**What the exercise asks:** Copy nothing but the lines from the one containing "Could you point out the lamp shade" through the last line of the records, repeated exactly and without pictures.

---

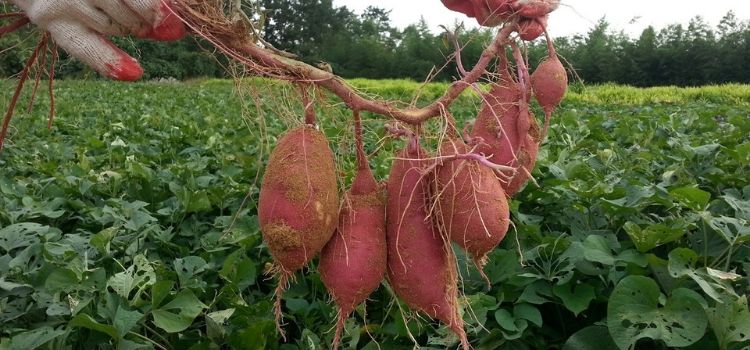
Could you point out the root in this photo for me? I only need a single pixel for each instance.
(480, 262)
(281, 287)
(234, 38)
(23, 77)
(340, 323)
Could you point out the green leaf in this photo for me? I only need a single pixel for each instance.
(682, 264)
(730, 321)
(575, 298)
(538, 293)
(733, 230)
(86, 321)
(691, 197)
(61, 280)
(480, 305)
(597, 249)
(101, 240)
(196, 202)
(20, 235)
(506, 320)
(187, 268)
(652, 236)
(634, 313)
(137, 277)
(590, 338)
(125, 320)
(178, 314)
(528, 312)
(34, 338)
(160, 291)
(258, 335)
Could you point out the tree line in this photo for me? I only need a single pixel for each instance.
(367, 45)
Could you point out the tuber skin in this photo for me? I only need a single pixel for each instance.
(532, 28)
(496, 123)
(299, 203)
(472, 205)
(353, 263)
(550, 80)
(421, 267)
(535, 8)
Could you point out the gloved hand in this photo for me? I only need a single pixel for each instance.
(80, 27)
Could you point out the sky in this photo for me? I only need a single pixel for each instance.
(573, 16)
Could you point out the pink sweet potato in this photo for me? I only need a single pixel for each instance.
(532, 28)
(472, 205)
(508, 129)
(550, 81)
(535, 8)
(421, 266)
(353, 262)
(299, 204)
(497, 121)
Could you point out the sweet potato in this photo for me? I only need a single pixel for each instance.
(472, 205)
(496, 123)
(508, 129)
(421, 266)
(353, 262)
(550, 80)
(532, 28)
(535, 8)
(526, 160)
(299, 204)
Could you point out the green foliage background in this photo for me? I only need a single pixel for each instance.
(367, 45)
(131, 224)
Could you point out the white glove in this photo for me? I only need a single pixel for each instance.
(80, 27)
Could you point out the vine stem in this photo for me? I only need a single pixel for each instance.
(268, 63)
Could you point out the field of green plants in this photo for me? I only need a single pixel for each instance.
(131, 224)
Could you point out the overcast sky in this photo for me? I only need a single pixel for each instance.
(574, 16)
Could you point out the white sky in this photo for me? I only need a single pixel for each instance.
(574, 16)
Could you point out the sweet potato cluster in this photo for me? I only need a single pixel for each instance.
(403, 231)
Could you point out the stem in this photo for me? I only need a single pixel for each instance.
(14, 26)
(362, 163)
(52, 87)
(19, 88)
(310, 118)
(268, 63)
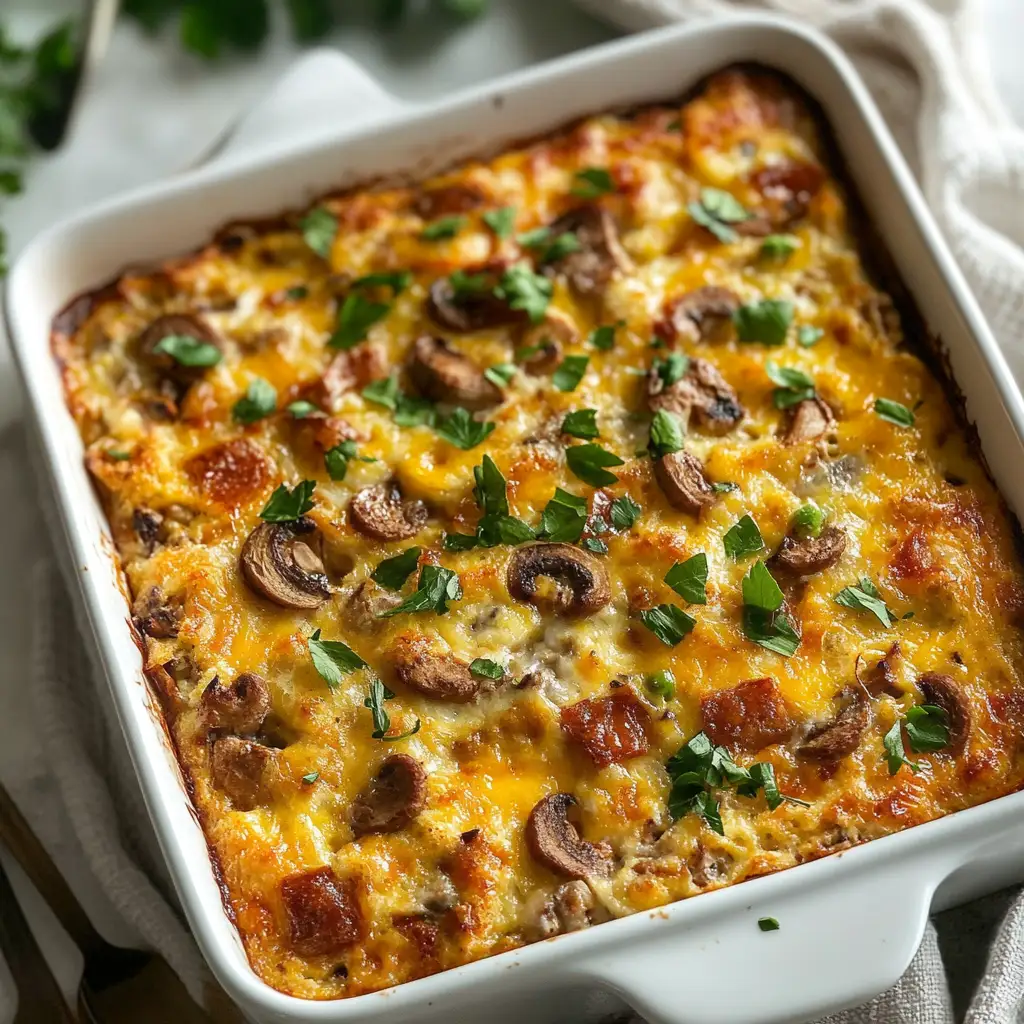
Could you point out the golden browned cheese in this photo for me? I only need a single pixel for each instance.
(336, 890)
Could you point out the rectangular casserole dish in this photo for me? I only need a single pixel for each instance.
(853, 921)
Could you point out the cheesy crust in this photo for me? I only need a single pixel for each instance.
(699, 271)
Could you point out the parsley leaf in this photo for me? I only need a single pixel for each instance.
(320, 226)
(689, 579)
(501, 221)
(865, 597)
(742, 539)
(332, 659)
(625, 512)
(392, 572)
(259, 400)
(189, 351)
(894, 412)
(435, 588)
(669, 623)
(569, 372)
(592, 182)
(286, 506)
(564, 517)
(522, 289)
(462, 430)
(581, 423)
(667, 434)
(486, 669)
(766, 321)
(588, 462)
(443, 227)
(355, 317)
(716, 211)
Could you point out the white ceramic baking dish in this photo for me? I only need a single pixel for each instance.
(851, 923)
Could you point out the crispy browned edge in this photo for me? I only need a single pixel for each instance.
(873, 253)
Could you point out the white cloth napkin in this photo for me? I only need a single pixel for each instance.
(924, 65)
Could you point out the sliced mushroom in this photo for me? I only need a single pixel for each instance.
(238, 767)
(841, 735)
(701, 391)
(240, 708)
(395, 795)
(704, 314)
(440, 677)
(599, 257)
(544, 343)
(380, 512)
(165, 327)
(682, 479)
(584, 586)
(279, 563)
(807, 555)
(470, 310)
(441, 374)
(945, 692)
(809, 420)
(554, 841)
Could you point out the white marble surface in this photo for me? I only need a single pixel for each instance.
(152, 111)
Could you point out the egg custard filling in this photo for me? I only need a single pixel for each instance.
(566, 535)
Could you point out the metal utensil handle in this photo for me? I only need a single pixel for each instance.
(39, 998)
(24, 845)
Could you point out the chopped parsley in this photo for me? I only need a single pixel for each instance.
(592, 182)
(332, 659)
(259, 400)
(435, 588)
(588, 462)
(689, 579)
(189, 351)
(766, 321)
(669, 623)
(717, 211)
(286, 506)
(582, 423)
(392, 572)
(742, 539)
(569, 372)
(320, 226)
(894, 412)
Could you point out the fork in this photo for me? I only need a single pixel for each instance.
(119, 986)
(32, 976)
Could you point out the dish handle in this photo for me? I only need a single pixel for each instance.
(839, 942)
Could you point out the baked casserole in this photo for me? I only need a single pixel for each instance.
(566, 535)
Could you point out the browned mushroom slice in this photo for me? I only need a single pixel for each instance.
(705, 313)
(554, 841)
(380, 512)
(171, 325)
(279, 563)
(240, 708)
(582, 579)
(441, 374)
(809, 420)
(701, 391)
(839, 736)
(470, 309)
(395, 795)
(324, 912)
(682, 479)
(807, 555)
(440, 677)
(238, 767)
(599, 257)
(945, 692)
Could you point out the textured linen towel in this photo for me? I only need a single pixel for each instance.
(923, 64)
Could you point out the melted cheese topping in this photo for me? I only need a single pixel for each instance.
(184, 484)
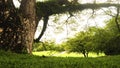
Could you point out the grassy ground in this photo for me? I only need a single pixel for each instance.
(65, 54)
(11, 60)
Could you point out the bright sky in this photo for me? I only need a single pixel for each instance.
(81, 20)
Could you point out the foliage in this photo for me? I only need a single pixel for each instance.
(11, 60)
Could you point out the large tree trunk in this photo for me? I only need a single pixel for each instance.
(17, 28)
(28, 20)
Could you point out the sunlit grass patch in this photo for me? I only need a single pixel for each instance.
(12, 60)
(65, 54)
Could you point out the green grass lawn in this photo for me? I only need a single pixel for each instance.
(65, 54)
(12, 60)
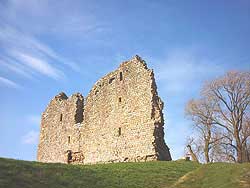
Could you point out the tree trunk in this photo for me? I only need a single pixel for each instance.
(239, 146)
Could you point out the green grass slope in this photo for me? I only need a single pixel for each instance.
(24, 174)
(178, 174)
(217, 175)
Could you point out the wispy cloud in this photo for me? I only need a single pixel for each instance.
(38, 65)
(31, 137)
(25, 55)
(34, 119)
(8, 83)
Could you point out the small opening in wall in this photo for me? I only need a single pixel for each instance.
(68, 139)
(111, 80)
(119, 131)
(121, 76)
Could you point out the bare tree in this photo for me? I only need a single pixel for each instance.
(221, 118)
(201, 112)
(231, 94)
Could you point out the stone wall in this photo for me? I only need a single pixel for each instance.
(120, 121)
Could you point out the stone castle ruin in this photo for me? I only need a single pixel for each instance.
(120, 120)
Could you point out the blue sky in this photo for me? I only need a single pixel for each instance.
(52, 46)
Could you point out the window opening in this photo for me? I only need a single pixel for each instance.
(121, 76)
(68, 139)
(120, 131)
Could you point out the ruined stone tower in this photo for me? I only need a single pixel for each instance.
(120, 120)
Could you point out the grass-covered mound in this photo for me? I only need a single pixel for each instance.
(177, 174)
(217, 175)
(23, 174)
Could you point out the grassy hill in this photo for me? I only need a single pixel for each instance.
(15, 173)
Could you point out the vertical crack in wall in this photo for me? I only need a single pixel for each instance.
(120, 120)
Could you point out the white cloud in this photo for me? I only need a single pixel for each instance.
(8, 83)
(38, 65)
(31, 137)
(25, 55)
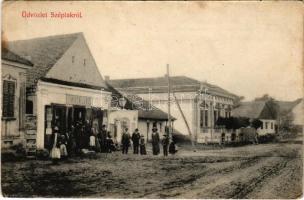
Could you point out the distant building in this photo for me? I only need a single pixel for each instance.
(262, 110)
(63, 87)
(13, 81)
(147, 114)
(294, 110)
(202, 103)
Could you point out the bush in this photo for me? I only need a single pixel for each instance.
(267, 138)
(42, 154)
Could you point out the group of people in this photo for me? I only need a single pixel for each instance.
(81, 138)
(138, 141)
(84, 137)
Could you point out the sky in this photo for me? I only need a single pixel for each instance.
(247, 48)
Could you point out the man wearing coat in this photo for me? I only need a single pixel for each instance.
(155, 141)
(125, 141)
(135, 140)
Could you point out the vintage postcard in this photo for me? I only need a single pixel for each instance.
(171, 99)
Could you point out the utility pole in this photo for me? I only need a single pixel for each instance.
(169, 111)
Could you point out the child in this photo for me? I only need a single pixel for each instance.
(92, 140)
(62, 146)
(55, 151)
(172, 148)
(142, 146)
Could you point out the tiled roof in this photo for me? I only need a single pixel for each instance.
(43, 52)
(160, 84)
(252, 109)
(287, 106)
(134, 102)
(153, 82)
(11, 56)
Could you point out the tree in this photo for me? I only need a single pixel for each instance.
(237, 101)
(256, 123)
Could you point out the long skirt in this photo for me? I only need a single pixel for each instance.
(98, 149)
(92, 141)
(55, 153)
(142, 148)
(63, 150)
(156, 149)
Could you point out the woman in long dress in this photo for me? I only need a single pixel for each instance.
(55, 151)
(155, 141)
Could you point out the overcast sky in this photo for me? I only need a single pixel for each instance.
(248, 48)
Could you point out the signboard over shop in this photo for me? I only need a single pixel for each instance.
(79, 100)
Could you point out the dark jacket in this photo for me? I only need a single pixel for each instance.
(125, 138)
(136, 138)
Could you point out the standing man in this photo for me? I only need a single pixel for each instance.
(103, 138)
(125, 141)
(165, 143)
(135, 140)
(155, 141)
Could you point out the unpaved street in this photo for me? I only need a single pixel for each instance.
(255, 171)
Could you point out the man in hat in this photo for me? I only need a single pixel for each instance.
(135, 140)
(165, 142)
(125, 141)
(155, 141)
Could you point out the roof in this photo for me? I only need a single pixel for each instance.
(160, 84)
(145, 109)
(153, 82)
(287, 106)
(43, 52)
(251, 109)
(13, 57)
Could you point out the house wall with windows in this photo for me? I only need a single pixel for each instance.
(13, 97)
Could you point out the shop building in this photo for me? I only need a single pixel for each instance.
(63, 87)
(202, 103)
(13, 97)
(135, 113)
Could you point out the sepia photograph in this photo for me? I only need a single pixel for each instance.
(152, 99)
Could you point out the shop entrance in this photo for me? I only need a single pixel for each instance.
(64, 117)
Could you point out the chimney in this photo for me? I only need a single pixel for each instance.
(107, 78)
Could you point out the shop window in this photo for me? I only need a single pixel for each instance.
(8, 99)
(29, 107)
(206, 118)
(271, 125)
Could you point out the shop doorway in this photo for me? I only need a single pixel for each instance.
(64, 117)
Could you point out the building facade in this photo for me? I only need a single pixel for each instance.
(13, 81)
(201, 103)
(64, 87)
(265, 111)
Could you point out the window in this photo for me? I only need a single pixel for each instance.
(29, 107)
(8, 98)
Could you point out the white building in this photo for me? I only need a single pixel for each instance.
(64, 86)
(13, 83)
(202, 103)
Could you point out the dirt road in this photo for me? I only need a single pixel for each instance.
(256, 171)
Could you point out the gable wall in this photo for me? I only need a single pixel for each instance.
(71, 66)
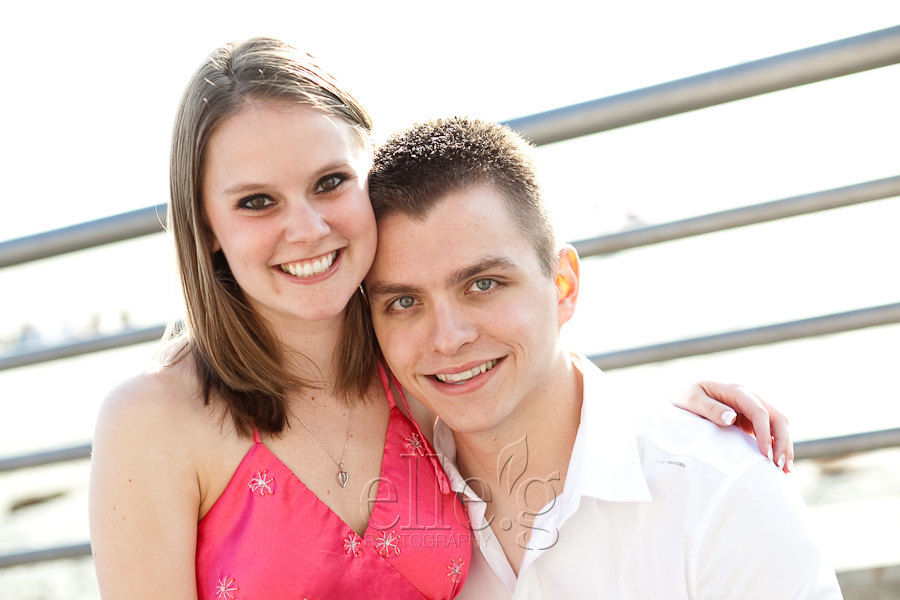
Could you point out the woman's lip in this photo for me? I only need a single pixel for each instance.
(308, 271)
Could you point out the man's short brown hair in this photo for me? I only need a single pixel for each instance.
(418, 167)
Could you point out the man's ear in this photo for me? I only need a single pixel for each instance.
(567, 276)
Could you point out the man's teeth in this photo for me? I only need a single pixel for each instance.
(466, 375)
(312, 267)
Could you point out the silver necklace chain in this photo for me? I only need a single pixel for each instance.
(343, 476)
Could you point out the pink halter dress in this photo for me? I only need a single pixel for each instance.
(269, 537)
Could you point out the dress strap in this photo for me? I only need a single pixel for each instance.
(386, 379)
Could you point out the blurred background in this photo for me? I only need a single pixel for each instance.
(89, 92)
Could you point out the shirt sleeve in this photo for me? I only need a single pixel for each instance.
(756, 544)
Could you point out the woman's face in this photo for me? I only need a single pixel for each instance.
(284, 191)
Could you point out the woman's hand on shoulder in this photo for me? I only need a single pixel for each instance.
(729, 403)
(144, 493)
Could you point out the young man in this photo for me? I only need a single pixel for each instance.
(568, 496)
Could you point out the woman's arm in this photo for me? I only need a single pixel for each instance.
(729, 403)
(144, 496)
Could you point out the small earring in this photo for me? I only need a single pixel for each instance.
(362, 291)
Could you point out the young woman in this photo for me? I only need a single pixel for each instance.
(269, 454)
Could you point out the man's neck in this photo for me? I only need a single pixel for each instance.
(520, 466)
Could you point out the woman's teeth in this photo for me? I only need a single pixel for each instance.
(307, 268)
(466, 375)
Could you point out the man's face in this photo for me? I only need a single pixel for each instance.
(467, 320)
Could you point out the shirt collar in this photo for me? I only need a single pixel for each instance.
(605, 463)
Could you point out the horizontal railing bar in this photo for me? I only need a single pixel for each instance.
(768, 334)
(734, 340)
(45, 457)
(844, 445)
(82, 236)
(833, 447)
(78, 348)
(45, 554)
(16, 251)
(816, 63)
(746, 215)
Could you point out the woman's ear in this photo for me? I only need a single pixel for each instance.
(567, 274)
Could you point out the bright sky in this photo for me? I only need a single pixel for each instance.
(90, 90)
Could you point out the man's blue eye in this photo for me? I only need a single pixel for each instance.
(403, 303)
(483, 285)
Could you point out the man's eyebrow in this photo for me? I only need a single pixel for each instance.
(490, 263)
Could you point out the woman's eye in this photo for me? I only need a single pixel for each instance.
(483, 285)
(256, 202)
(402, 303)
(330, 183)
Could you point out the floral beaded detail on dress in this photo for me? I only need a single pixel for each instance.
(262, 483)
(225, 589)
(414, 443)
(386, 542)
(454, 569)
(353, 544)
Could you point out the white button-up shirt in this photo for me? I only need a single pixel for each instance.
(662, 506)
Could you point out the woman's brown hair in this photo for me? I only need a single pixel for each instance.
(238, 357)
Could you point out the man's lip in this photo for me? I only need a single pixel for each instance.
(490, 364)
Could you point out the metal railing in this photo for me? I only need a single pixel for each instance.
(851, 55)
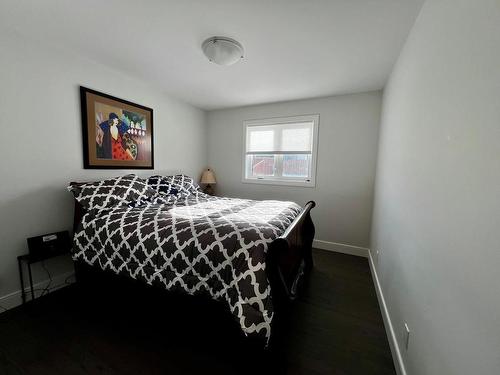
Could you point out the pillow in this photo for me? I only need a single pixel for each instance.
(111, 192)
(174, 185)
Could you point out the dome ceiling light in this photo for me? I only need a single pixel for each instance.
(222, 50)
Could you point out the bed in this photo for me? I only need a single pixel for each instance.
(165, 233)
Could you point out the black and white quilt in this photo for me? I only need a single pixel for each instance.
(193, 244)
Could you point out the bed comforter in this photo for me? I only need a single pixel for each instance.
(198, 244)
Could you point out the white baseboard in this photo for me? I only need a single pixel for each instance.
(341, 248)
(14, 299)
(389, 329)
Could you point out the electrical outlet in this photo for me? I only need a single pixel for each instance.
(406, 337)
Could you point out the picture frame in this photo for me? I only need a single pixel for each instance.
(117, 133)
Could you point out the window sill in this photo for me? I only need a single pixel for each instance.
(269, 181)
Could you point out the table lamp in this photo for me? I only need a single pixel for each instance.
(208, 178)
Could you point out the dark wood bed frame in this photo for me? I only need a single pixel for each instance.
(289, 259)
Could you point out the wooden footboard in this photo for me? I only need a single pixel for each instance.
(290, 255)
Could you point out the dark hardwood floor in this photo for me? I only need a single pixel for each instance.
(334, 328)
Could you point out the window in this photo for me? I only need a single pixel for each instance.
(281, 151)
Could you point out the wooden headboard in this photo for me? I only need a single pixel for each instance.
(79, 211)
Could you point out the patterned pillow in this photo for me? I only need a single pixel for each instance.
(178, 184)
(112, 192)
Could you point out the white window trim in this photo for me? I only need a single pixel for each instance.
(282, 180)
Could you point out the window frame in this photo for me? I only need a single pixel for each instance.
(284, 181)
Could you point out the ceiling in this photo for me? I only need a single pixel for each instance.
(294, 49)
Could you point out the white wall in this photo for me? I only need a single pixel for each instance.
(437, 201)
(41, 142)
(348, 138)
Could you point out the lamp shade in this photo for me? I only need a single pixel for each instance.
(208, 177)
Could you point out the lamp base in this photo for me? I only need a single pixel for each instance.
(209, 190)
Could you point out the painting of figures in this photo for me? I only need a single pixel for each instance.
(117, 133)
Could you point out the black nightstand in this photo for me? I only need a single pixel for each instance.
(29, 260)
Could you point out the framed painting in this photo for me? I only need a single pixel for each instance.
(117, 134)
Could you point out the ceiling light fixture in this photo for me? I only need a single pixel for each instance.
(222, 50)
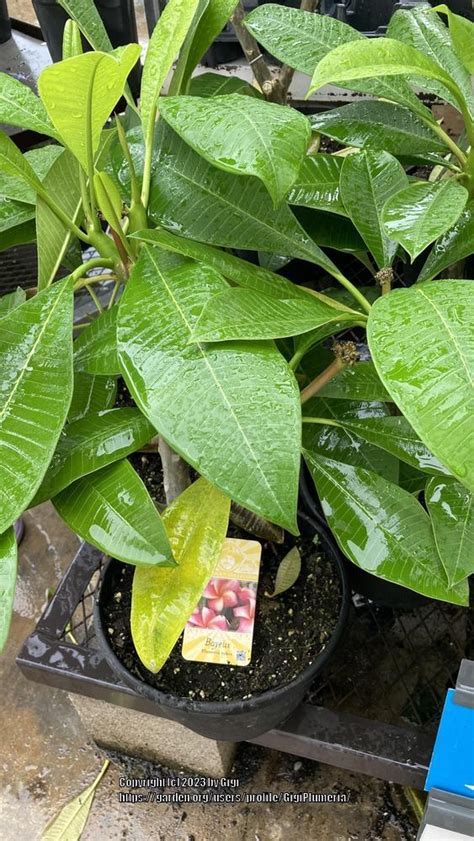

---

**Reply to the exercise:**
Could you point out the lamp shade in this photo for me? I only need a single pixel for each instance.
(208, 177)
Could you point out the lamp base in this photo for me? I only need a single pixel for each instance.
(209, 190)
Could you point out the painting of figures in this photo for me? I only need a single pixel for each instance.
(117, 133)
Could you point out the black nightstand in this photo for me? I only need a single pixel for each instance.
(29, 260)
Could you point out the framed painting in this photo for me? I only need a single pixel for each instance.
(117, 134)
Could you point out the ceiling light fixture in this photo for me? I only need a single pixel for each instance.
(222, 50)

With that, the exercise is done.